> **PROBLEM TO WORK ON**: Exactly repeat the material, dropping only the pictures.

> **MATERIAL SUPPLIED**:
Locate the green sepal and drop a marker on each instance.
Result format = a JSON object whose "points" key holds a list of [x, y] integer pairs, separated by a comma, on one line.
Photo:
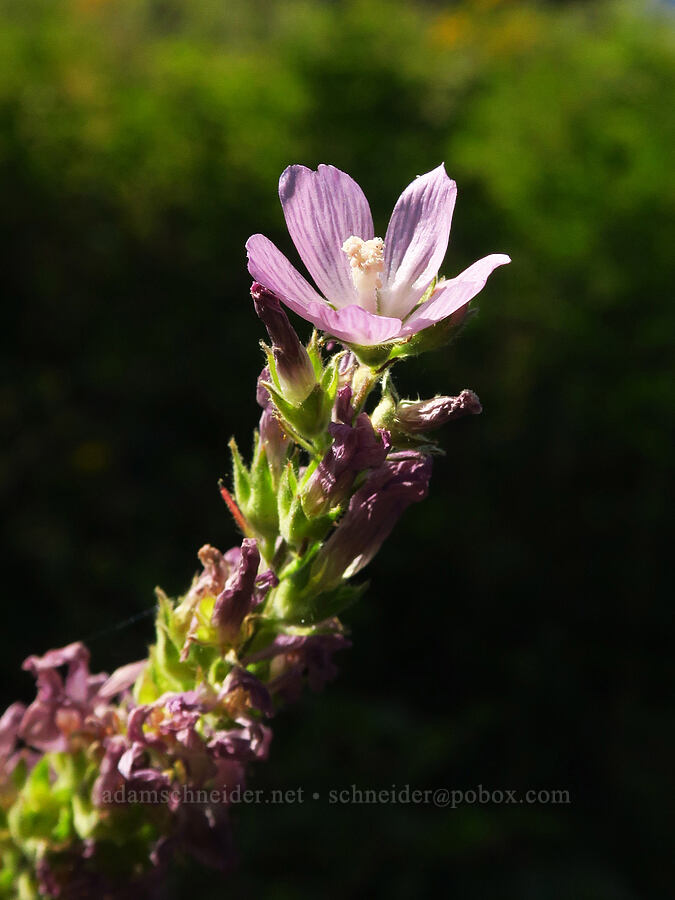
{"points": [[314, 353], [435, 336], [294, 526], [374, 357], [240, 477]]}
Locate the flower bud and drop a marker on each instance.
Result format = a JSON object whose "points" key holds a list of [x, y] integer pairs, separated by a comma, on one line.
{"points": [[293, 367]]}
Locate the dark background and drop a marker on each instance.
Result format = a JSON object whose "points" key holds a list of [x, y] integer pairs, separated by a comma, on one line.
{"points": [[516, 631]]}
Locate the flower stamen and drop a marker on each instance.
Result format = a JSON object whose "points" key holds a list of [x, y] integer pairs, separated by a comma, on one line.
{"points": [[366, 259]]}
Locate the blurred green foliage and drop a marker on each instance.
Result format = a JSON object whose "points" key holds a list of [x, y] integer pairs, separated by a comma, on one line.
{"points": [[140, 144]]}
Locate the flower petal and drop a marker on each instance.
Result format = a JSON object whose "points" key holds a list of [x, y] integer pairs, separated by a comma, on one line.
{"points": [[355, 325], [416, 240], [322, 210], [268, 265], [453, 294]]}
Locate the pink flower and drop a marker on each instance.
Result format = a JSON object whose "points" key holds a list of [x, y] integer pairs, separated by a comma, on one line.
{"points": [[370, 288]]}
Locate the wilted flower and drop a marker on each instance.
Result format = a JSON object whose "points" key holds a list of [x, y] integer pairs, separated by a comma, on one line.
{"points": [[414, 417], [292, 364], [373, 511], [295, 656], [370, 288], [353, 450]]}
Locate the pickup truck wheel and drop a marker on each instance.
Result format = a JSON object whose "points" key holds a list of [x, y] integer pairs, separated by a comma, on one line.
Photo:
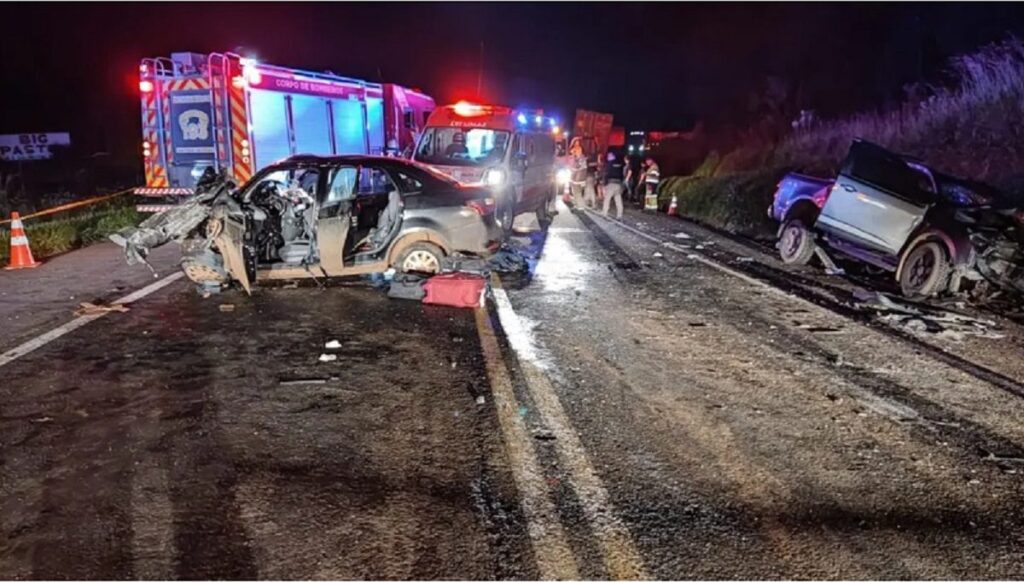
{"points": [[796, 243], [420, 257], [926, 271]]}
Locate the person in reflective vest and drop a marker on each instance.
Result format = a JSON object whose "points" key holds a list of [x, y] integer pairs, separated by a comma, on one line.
{"points": [[612, 179], [578, 179], [650, 178]]}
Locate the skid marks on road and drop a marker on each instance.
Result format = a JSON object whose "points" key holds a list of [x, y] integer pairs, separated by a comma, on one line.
{"points": [[801, 408], [890, 378]]}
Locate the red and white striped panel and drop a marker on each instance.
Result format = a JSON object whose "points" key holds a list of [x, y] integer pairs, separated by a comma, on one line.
{"points": [[165, 191], [153, 207], [241, 149]]}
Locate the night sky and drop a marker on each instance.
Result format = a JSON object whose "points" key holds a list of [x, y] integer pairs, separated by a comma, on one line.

> **ANSWER TO THE PROBLEM**:
Locate the green sepal and drop a marker on each instance.
Result format = a JSON object whose "points" key holds a list of [x, y] integer pairs, separated by a comma, on one line.
Photo:
{"points": [[314, 353], [435, 336], [294, 526], [374, 357], [240, 477]]}
Locate the flower bud and drop a marker on each instance.
Result format = a JSON object whose "points" key holds a list of [x, y] integer pairs, separated by a comma, on one line.
{"points": [[293, 367]]}
Locate the dark background and drop a marker on each instance.
Result format = a JSON object whose "points" key holds a list of [x, y] integer pairs, separated by a comma, on one line.
{"points": [[516, 631]]}
Locate the flower stamen and drop a marker on each instance.
Result format = a JSON object whose "points" key holds a list of [x, y] integer pairs, separated by a comma, on one line.
{"points": [[366, 259]]}
Locate the blurred green foliage and drop a marker on each instance.
Result format = a JSON object whose "points" key holds a list of [x, y] integer pairs, separated by a comma, on one line.
{"points": [[140, 144]]}
Locate the flower petal and drop a marker on each instance.
Result format = a JSON object whose "points" key holds a list of [x, y] integer pairs, separated by a comma, on one line.
{"points": [[355, 325], [416, 240], [322, 210], [268, 265], [453, 294]]}
Locate the pink flower and drop a marker on each instance.
Result format = a JSON object whose "points" key holds a list of [x, y] integer pairs, separated by a comma, on one line.
{"points": [[370, 288]]}
Locate the wilted flower and drop a marker on each instance.
Result format = a JSON object whose "points" key holds a list of [x, y] integer pairs, separated by a comma, on one line.
{"points": [[414, 417], [292, 364], [373, 511], [295, 656], [370, 288], [353, 450]]}
Locate the pickup truck wheel and drop a marker on each instance.
Result format = a JSON object whose "points" key holds a list of [x, y] integer pairs, separated by a comma, on one line.
Photo:
{"points": [[796, 243], [420, 257], [926, 271]]}
Locate the person in reflective vest and drop a marker on each instance.
Result format = a JSON object whose "points" key holds a list of [x, y] integer pairs, separated by a comma, on one line.
{"points": [[612, 179], [578, 179], [650, 178]]}
Locate the skid marks on road and drop a marker on each instance.
Result format = a JSON object whose "points" key holds a list of [x, y] integer pairs, separated by a comma, on one line.
{"points": [[801, 408], [890, 378]]}
Locate the red and white striped panel and drop a marker on each instance.
Result format = a JSON object whose "points" key holds a list of [x, y] integer pairs, separated by a comma, on one line.
{"points": [[165, 191], [153, 207], [241, 149]]}
Locate the night sky and drop a marker on each instance.
Result format = a JSON object whose "points" key holds a list of [x, y] integer pairs, separated by a comma, on one line.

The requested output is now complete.